At present most tools have been developed in the research setting and a next step will be to explore how this could be applied more directly in the clinical setting.
How might monitoring disease evolution help guide the choice of therapy?
If you have explored a primary tumour you can build up an accurate picture of all the mutations present in every cancer cell. These can then be used to help monitor the patient’s disease and look for signs of potential relapse. This might also inform a treatment strategy. Indeed, evidence from the research setting suggests that ctDNA can be used to track a tumour’s development and potentially detect changes early. For example, multiple studies have shown that ctDNA can be exploited to detect minimal residual disease. That includes detecting minimal residual disease after surgical resection, allowing personalisation of adjuvant therapies (Journal of Thoracic Oncology 2019;14(1):16-24) and identifying patients with residual disease before clinical or radiological evidence of metastases (Clin Cancer Res 2019;25:6026–34). I think that’s really going to revolutionise the way we treat patients and understand resistance as well.

### Dataset excerpts
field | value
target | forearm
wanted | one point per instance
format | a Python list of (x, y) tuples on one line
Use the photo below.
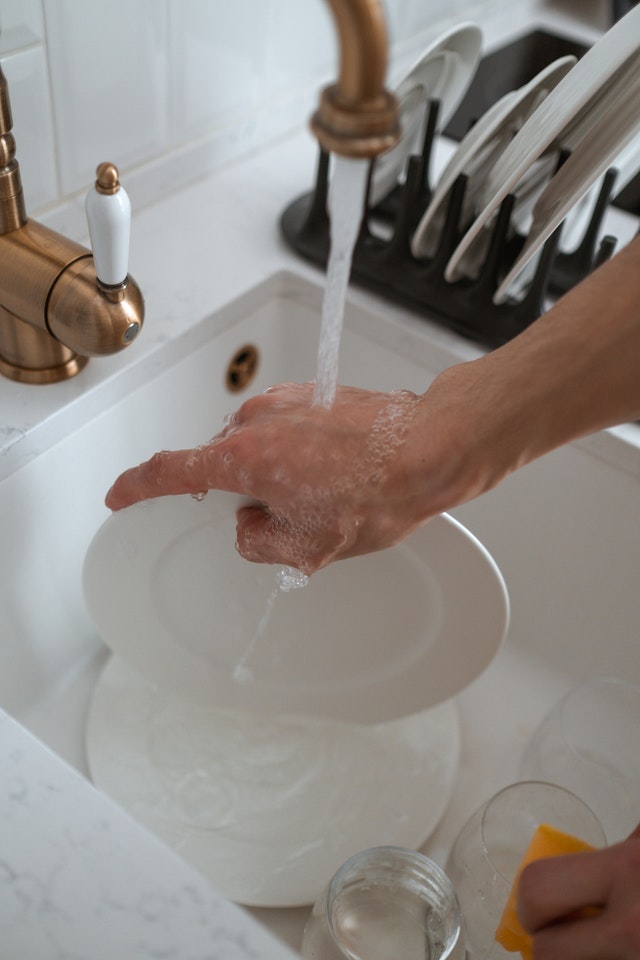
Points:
[(574, 371)]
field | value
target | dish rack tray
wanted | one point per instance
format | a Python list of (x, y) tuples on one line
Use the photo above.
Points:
[(384, 264)]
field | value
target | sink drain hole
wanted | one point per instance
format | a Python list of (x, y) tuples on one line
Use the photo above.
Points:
[(242, 368)]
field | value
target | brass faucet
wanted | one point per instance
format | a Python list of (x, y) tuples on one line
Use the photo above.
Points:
[(357, 117), (54, 312)]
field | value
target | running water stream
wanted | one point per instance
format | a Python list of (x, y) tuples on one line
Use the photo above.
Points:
[(346, 205)]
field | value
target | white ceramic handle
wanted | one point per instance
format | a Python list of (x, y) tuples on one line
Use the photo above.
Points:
[(109, 217)]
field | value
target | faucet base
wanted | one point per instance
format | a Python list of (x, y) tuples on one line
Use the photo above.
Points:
[(30, 355)]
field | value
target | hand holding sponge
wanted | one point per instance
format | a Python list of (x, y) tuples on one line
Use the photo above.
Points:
[(546, 842)]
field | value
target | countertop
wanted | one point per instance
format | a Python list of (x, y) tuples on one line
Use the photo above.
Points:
[(78, 877)]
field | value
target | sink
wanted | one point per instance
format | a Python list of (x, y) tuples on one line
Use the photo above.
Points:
[(565, 531), (50, 654)]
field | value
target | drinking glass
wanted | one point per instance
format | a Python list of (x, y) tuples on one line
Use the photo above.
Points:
[(485, 857), (588, 743), (382, 904)]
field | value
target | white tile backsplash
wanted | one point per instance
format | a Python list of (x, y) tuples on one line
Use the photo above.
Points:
[(21, 24), (26, 75), (109, 77), (171, 89), (218, 63)]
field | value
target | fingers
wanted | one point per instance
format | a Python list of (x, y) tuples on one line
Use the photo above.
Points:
[(554, 888), (265, 538), (172, 472)]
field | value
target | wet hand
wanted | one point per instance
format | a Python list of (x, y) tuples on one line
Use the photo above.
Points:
[(327, 484)]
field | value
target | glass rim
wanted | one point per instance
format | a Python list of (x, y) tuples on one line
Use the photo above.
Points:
[(391, 855), (551, 788)]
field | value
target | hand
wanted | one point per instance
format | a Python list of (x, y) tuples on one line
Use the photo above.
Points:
[(328, 484), (552, 893)]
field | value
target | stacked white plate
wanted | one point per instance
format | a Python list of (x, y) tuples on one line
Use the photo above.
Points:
[(268, 736)]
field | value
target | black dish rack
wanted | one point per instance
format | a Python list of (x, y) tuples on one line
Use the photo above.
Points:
[(383, 262)]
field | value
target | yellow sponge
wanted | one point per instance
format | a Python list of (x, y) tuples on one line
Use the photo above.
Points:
[(546, 842)]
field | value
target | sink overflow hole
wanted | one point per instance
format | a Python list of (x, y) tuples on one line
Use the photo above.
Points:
[(242, 368)]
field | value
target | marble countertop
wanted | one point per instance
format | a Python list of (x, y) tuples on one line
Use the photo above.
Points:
[(78, 877)]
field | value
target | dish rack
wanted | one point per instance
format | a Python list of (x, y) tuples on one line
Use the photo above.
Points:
[(383, 261)]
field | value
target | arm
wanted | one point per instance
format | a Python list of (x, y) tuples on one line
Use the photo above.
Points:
[(361, 476)]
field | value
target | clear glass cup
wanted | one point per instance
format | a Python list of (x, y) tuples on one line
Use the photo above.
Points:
[(487, 852), (588, 743), (386, 903)]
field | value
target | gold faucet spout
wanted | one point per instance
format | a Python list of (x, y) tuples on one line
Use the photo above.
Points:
[(357, 116), (54, 312)]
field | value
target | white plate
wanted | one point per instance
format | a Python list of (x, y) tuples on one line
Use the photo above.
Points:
[(479, 149), (368, 640), (443, 72), (268, 810), (573, 104), (573, 181)]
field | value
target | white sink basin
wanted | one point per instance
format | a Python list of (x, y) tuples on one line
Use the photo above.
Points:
[(565, 531), (53, 506)]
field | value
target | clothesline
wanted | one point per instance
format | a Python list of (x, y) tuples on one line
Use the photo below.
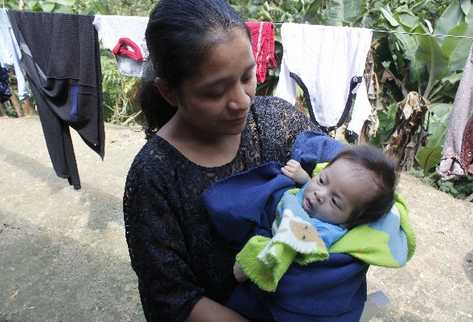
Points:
[(407, 33)]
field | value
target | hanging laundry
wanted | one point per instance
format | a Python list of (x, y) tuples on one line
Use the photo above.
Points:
[(5, 92), (328, 64), (10, 54), (125, 37), (262, 43), (60, 54), (457, 159)]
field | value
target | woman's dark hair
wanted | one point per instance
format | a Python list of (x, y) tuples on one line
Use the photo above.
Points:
[(178, 35), (384, 169)]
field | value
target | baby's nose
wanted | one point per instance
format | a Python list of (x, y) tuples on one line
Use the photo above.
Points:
[(319, 196)]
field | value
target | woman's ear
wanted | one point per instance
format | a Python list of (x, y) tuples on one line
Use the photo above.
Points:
[(166, 91)]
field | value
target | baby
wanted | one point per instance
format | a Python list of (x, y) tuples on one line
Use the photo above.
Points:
[(355, 188)]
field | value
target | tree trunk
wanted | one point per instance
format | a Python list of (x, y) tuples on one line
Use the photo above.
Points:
[(403, 142)]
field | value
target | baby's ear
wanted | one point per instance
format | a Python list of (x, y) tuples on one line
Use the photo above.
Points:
[(318, 168)]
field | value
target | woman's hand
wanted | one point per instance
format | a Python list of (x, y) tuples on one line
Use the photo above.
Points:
[(207, 310), (293, 170)]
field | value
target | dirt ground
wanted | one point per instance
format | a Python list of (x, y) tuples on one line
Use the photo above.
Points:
[(63, 255)]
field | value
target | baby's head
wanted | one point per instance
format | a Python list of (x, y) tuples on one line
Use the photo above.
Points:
[(356, 187)]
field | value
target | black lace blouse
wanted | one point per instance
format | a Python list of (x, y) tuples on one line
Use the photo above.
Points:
[(173, 249)]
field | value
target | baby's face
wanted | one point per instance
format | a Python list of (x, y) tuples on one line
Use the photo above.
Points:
[(340, 188)]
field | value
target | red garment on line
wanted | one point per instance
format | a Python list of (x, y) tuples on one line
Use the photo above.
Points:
[(262, 42)]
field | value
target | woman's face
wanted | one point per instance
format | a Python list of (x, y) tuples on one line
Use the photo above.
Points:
[(216, 101)]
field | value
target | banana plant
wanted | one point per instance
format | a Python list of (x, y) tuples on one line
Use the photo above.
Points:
[(432, 65)]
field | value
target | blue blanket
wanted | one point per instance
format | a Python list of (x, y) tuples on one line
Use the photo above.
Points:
[(244, 205)]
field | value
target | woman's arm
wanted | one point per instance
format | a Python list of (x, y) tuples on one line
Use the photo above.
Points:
[(206, 310)]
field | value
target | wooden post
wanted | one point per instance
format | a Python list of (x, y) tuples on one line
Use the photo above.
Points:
[(16, 104), (2, 110), (28, 107)]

### What you have to do
Continue the interview text on using ctDNA to track tumour evolution, starting right after its final sentence.

### Expected answer
Is it possible to predict a cancer’s next evolutionary move? And what could be the benefit of this?
The ultimate goal of our research is to understand patterns in cancer development such that we can predict the next step of cancer development. Conceivably, one day we may be able to proactively treat the tumour in such a way that it could be led down an evolutionary dead end – rather than waiting for resistance to occur. Ultimately, this will require a far deeper understanding of cancer evolution, and the extent to which cancer development is deterministic.
With targeted therapies we already have a much deeper appreciation of the next resistance mechanism that is likely to occur and what treatment to give. But we want an even deeper knowledge of the playbook that the tumour might use and what we can do in advance of its next move.